--- start of DATA ENTRIES ---

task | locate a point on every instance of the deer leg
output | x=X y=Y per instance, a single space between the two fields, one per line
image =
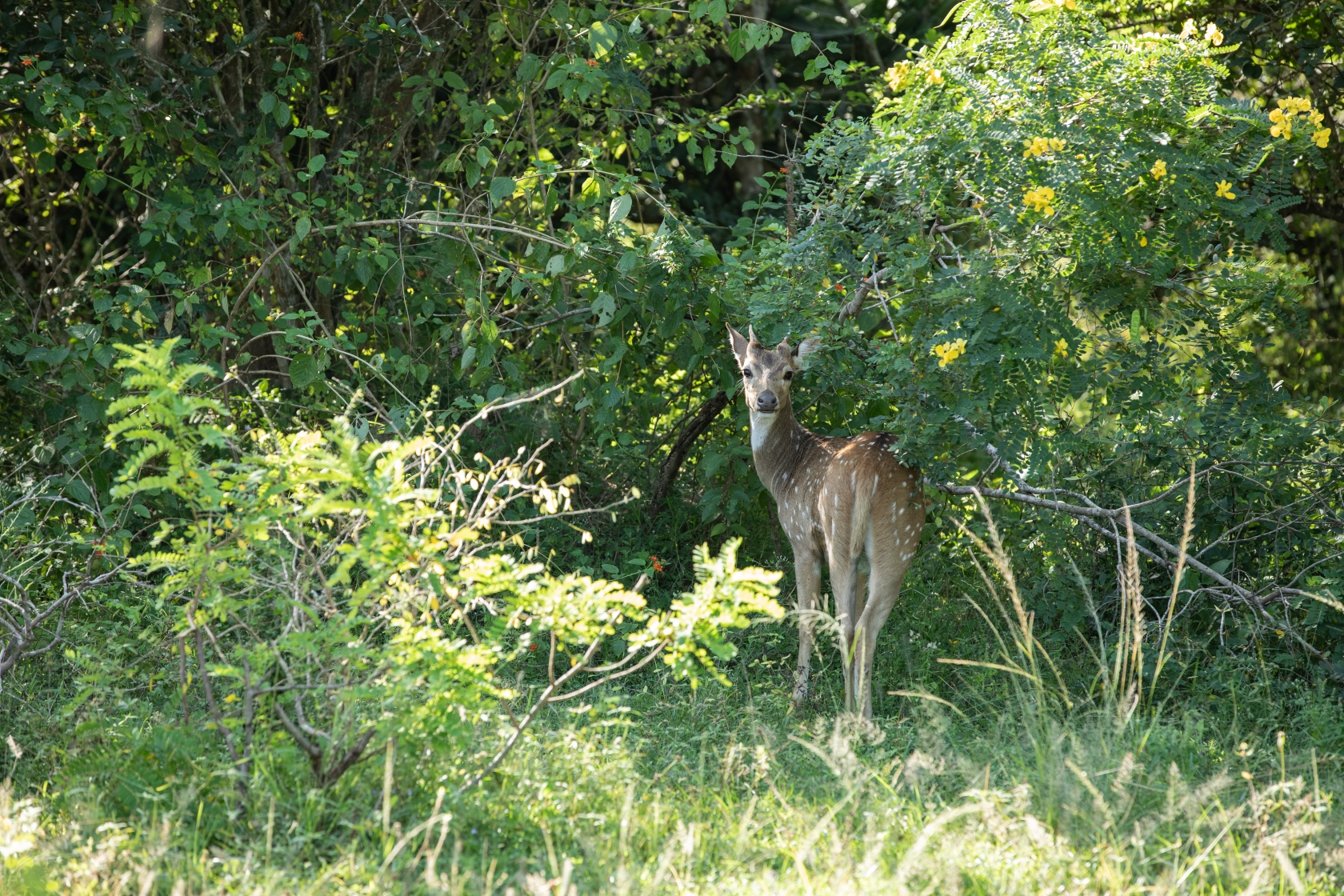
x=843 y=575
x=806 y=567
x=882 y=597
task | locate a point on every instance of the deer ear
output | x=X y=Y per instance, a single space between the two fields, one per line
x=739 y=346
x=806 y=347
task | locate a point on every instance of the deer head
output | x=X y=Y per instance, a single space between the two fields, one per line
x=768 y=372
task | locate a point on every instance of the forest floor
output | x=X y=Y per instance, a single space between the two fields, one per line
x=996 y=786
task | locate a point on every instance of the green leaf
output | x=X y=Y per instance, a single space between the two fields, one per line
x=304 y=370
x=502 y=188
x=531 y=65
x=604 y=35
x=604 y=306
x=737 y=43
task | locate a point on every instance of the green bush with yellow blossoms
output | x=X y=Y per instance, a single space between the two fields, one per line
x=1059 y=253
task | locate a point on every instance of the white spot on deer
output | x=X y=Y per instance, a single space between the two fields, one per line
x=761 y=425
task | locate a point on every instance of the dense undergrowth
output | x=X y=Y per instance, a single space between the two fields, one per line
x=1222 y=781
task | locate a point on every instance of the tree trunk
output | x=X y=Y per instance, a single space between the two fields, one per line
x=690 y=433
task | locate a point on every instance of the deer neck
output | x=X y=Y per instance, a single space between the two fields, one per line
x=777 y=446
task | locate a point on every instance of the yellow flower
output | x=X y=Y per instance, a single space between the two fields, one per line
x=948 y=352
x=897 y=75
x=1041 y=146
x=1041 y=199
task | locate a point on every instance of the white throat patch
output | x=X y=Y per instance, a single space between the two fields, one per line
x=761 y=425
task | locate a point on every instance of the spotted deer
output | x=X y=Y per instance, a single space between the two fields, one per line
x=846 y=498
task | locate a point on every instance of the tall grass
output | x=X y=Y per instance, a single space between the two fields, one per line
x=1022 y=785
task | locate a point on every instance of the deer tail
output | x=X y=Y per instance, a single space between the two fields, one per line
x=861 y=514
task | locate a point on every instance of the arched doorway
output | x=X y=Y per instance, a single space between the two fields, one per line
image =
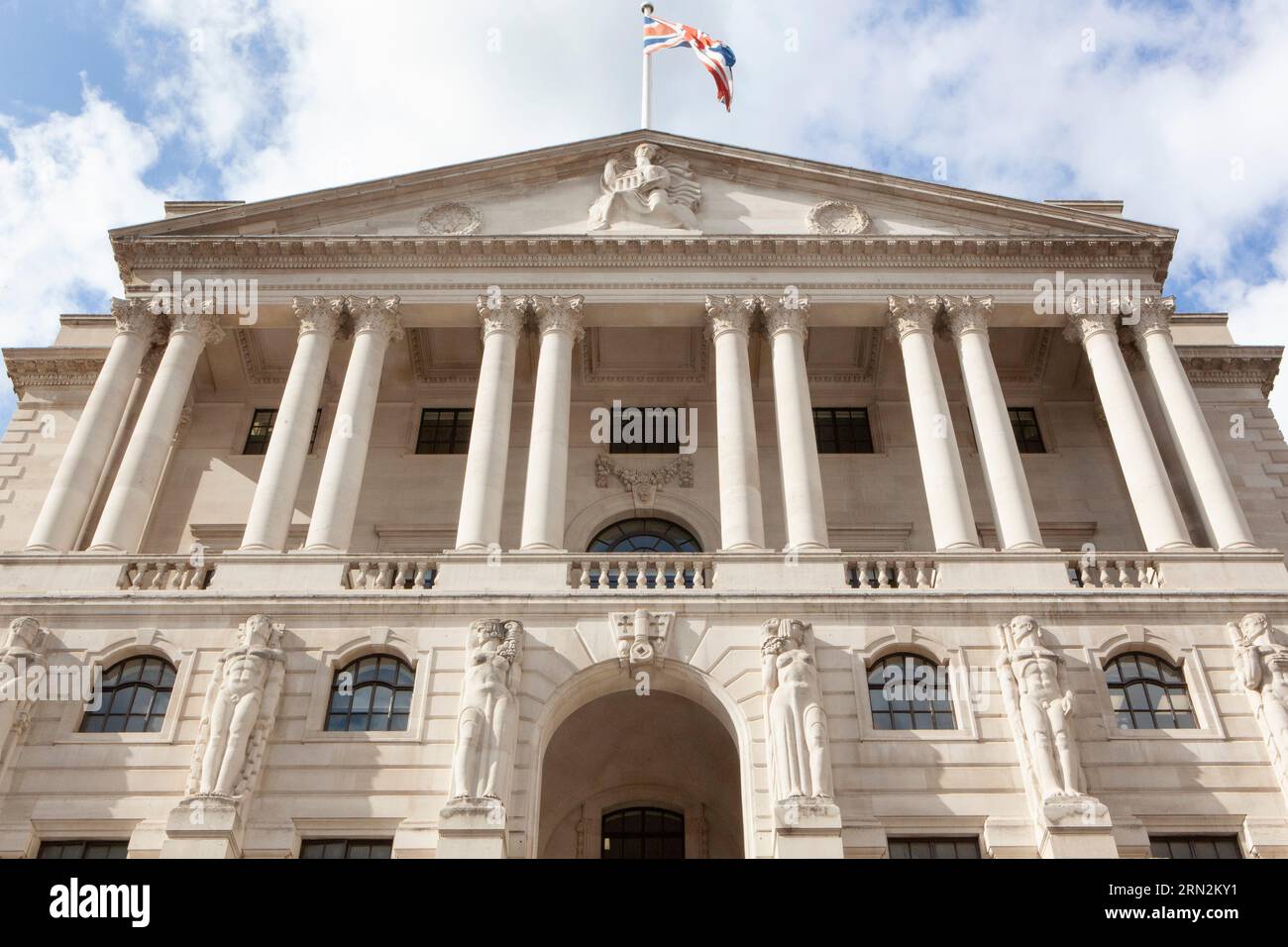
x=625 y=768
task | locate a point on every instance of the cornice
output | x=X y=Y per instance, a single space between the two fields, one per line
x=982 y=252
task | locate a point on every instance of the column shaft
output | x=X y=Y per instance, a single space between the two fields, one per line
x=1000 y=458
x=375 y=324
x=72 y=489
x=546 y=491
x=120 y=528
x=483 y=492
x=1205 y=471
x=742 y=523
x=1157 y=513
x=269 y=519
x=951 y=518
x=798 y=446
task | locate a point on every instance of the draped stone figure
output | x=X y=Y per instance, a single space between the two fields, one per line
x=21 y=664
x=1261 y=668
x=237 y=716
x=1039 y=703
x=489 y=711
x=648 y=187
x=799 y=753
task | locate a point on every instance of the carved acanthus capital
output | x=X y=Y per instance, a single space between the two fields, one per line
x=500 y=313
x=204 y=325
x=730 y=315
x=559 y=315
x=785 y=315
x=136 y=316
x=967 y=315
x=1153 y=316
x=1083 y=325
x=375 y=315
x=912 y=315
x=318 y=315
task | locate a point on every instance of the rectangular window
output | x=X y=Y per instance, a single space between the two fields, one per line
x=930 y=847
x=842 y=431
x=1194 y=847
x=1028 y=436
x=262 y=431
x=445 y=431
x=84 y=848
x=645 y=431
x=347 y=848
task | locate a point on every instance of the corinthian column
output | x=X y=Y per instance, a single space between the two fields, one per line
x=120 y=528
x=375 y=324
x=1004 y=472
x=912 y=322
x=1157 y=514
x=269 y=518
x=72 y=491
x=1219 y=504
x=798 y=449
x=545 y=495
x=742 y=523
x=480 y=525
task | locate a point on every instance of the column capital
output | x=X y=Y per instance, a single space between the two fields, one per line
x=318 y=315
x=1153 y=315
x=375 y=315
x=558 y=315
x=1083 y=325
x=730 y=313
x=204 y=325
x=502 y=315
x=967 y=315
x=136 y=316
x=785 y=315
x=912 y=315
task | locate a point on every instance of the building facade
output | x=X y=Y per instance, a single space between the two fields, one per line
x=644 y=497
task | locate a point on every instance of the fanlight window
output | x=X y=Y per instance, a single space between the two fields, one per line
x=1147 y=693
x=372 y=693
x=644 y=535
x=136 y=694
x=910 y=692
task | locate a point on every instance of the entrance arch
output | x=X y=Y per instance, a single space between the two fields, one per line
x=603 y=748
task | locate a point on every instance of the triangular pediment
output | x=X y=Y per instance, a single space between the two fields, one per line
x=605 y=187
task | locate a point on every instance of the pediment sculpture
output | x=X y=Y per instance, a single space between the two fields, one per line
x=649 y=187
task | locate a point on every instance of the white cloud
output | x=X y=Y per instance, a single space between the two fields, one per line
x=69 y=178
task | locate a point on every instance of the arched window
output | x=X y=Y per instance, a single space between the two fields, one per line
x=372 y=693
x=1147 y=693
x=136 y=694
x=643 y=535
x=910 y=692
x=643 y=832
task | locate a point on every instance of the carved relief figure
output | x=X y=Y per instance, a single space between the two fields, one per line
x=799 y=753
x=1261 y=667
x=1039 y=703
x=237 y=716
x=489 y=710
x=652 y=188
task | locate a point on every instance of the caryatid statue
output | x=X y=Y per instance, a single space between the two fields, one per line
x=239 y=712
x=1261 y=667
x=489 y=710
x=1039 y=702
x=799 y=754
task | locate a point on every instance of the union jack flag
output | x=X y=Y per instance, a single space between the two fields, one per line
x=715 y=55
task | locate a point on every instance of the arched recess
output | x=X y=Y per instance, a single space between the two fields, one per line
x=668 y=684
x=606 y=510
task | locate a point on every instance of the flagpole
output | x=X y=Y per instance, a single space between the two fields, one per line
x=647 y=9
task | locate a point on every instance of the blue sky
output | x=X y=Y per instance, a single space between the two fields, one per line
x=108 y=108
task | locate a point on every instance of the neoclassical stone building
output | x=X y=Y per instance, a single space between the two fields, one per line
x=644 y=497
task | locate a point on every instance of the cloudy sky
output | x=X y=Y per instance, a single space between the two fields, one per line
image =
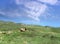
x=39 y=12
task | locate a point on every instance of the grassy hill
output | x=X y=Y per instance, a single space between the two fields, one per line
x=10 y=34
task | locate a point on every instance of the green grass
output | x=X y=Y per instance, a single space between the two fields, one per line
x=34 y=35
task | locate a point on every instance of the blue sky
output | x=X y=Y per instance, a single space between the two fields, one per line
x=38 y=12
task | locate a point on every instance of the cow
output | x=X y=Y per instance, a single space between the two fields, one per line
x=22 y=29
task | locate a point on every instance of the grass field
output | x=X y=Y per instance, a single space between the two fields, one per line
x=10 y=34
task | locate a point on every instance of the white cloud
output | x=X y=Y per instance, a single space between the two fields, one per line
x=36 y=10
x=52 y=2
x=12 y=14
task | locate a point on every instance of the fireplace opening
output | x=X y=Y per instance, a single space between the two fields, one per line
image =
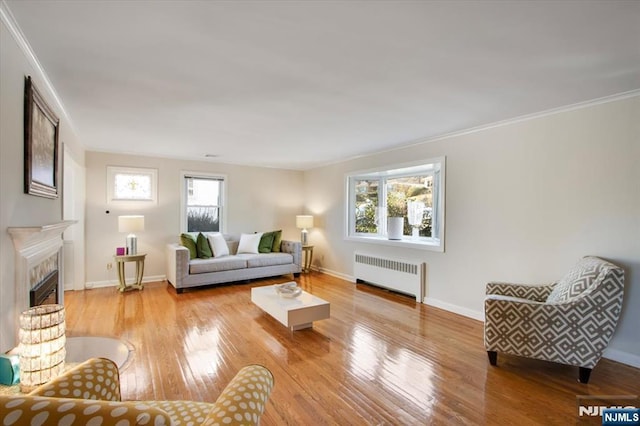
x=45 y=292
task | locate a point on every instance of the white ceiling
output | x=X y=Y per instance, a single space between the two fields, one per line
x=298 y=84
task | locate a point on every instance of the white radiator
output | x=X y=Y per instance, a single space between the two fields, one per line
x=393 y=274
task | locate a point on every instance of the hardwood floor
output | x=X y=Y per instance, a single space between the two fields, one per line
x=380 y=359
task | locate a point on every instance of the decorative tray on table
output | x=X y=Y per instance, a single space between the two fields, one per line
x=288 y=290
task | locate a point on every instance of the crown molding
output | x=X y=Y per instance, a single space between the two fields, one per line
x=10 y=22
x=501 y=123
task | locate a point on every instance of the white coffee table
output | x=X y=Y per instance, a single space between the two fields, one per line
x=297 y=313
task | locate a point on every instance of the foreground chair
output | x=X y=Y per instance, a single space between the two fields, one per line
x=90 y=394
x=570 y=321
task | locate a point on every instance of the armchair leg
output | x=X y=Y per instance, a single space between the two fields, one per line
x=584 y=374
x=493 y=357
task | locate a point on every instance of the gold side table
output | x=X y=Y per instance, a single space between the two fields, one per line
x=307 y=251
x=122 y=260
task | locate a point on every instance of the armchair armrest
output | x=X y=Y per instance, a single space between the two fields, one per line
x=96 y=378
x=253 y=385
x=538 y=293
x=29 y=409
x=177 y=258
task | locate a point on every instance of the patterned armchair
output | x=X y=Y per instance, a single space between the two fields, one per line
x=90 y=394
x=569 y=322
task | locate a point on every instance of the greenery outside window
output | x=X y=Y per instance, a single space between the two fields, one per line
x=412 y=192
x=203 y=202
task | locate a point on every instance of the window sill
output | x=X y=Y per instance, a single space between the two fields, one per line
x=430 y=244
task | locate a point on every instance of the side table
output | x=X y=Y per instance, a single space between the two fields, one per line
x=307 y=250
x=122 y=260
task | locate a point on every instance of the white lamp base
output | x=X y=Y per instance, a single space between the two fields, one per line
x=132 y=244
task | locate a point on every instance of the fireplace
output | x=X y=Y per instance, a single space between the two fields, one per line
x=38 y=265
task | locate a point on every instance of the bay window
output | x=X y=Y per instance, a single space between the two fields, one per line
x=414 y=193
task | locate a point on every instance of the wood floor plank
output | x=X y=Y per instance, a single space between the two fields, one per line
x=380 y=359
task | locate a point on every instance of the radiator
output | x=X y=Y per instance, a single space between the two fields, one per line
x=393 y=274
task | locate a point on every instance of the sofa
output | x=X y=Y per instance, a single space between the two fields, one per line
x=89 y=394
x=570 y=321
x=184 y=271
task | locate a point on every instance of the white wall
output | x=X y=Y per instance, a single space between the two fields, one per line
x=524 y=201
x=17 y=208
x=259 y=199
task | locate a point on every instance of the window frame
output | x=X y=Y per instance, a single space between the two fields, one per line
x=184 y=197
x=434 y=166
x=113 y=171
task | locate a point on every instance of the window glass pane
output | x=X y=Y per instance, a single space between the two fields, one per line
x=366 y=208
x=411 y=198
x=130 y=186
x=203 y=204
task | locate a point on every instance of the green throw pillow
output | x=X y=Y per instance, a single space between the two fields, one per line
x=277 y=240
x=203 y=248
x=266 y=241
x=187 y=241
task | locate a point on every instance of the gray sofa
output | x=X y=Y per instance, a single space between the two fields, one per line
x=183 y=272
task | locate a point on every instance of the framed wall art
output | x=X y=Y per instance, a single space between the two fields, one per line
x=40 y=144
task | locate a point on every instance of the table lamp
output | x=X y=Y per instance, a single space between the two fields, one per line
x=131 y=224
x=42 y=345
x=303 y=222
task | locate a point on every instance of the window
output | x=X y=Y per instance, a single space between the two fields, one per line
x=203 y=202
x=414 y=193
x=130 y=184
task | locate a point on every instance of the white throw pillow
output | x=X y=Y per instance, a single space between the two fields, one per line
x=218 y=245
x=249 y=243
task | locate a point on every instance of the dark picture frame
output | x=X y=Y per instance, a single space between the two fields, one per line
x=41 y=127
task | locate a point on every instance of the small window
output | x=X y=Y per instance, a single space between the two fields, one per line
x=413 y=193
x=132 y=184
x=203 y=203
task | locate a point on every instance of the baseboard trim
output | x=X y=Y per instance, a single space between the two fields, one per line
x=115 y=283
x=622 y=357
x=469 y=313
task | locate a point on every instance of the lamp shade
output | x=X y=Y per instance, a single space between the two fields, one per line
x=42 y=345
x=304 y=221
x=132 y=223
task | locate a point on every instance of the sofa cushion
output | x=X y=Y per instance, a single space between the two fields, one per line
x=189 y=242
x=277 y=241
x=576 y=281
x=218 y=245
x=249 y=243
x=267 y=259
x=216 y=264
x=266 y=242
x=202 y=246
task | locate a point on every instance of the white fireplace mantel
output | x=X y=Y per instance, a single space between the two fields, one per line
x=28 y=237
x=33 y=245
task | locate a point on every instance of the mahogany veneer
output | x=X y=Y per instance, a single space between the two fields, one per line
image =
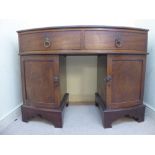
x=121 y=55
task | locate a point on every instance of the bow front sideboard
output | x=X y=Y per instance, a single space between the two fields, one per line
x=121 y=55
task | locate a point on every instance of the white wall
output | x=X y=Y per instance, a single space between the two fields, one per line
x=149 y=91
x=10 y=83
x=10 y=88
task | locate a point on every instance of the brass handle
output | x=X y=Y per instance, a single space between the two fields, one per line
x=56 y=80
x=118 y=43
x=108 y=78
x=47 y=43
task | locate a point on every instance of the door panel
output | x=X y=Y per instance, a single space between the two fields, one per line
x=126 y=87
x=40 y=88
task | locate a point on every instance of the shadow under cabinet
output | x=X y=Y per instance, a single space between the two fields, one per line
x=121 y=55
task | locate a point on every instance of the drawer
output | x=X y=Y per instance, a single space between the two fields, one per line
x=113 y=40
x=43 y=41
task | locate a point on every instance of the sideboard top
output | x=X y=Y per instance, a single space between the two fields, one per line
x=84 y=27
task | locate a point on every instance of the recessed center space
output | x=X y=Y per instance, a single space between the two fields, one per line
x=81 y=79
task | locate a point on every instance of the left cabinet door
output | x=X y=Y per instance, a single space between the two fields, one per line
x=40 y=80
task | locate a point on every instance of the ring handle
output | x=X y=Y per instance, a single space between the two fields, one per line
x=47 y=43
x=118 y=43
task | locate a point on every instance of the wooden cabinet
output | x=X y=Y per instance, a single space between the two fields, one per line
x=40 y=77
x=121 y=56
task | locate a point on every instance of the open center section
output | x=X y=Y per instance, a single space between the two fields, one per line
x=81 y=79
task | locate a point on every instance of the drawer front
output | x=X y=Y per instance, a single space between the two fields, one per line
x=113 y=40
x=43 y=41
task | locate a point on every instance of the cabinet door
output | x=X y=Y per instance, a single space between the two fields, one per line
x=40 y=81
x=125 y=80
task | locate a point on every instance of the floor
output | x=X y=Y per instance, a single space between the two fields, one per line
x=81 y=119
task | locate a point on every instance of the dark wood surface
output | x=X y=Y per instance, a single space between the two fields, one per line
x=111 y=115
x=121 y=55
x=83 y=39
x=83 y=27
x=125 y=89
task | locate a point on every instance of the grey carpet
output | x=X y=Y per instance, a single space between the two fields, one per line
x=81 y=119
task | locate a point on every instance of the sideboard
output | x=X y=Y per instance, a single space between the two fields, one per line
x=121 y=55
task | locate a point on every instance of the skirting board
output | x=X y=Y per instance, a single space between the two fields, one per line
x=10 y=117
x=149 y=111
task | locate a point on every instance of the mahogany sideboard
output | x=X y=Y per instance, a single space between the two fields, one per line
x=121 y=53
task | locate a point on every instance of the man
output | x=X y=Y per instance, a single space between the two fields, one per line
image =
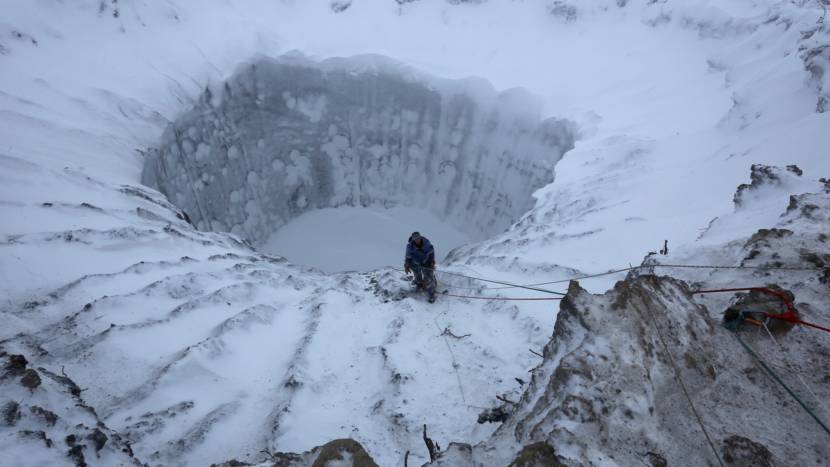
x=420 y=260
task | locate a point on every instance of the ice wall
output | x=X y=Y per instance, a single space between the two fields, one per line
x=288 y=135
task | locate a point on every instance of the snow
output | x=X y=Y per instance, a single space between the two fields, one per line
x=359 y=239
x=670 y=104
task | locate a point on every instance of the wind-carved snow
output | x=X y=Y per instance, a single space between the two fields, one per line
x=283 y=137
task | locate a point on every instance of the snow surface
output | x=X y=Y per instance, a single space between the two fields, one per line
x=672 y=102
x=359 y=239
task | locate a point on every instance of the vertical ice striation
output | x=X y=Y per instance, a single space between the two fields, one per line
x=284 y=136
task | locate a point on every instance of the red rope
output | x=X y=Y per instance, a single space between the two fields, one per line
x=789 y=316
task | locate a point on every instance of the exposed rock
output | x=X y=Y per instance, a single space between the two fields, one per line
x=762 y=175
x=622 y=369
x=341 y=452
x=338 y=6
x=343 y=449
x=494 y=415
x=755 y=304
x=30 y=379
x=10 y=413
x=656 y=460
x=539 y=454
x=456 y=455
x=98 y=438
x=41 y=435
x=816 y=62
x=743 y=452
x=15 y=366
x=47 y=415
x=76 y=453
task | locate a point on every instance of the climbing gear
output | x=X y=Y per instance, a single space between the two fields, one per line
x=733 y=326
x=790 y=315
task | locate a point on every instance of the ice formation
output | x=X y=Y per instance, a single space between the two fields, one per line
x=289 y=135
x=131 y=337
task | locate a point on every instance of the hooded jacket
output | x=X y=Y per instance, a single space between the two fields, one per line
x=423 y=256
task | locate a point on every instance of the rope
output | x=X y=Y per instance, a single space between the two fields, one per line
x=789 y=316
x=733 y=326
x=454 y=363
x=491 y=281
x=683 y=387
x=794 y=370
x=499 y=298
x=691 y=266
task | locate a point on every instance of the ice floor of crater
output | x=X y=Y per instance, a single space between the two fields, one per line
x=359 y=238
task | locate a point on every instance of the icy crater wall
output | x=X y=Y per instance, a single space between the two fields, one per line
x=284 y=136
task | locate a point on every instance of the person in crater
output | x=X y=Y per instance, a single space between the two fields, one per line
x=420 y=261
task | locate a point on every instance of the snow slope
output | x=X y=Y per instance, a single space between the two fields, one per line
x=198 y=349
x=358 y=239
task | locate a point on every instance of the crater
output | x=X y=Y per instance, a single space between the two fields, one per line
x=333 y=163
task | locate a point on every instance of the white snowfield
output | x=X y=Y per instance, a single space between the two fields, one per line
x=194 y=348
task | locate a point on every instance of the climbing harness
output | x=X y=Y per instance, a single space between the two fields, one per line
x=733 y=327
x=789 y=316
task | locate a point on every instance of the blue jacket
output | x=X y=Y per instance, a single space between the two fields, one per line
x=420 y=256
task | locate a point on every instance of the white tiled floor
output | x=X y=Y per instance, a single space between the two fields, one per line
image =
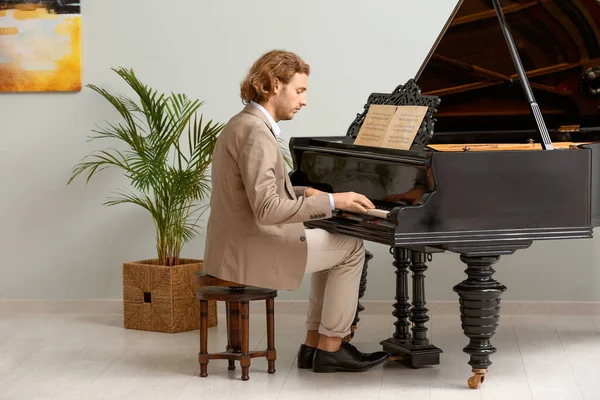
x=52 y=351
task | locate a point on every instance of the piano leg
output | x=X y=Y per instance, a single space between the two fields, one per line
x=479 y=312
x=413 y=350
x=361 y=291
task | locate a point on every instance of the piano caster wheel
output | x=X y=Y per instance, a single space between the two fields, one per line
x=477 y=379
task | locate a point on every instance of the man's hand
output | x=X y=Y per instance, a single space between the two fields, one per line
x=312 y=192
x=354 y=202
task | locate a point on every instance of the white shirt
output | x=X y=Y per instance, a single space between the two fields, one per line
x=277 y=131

--- end of DATA ENTRIES ---

Render everything in the material above, from the line containing "task | locate a point on every instance of the lamp" down to the line containing "x=202 y=246", both lines included, as a numbered list with blank lines left out.

1. task | locate a point on every instance of the lamp shade
2. output | x=X y=Y per instance, a single space between the two fields, one per line
3. x=42 y=345
4. x=304 y=221
5. x=132 y=223
6. task | locate a point on every instance of the sofa cushion
7. output | x=X y=Y per instance, a single space between the two fields, one per line
8. x=189 y=242
9. x=277 y=241
10. x=576 y=281
11. x=218 y=245
12. x=249 y=243
13. x=267 y=259
14. x=216 y=264
15. x=266 y=242
16. x=202 y=246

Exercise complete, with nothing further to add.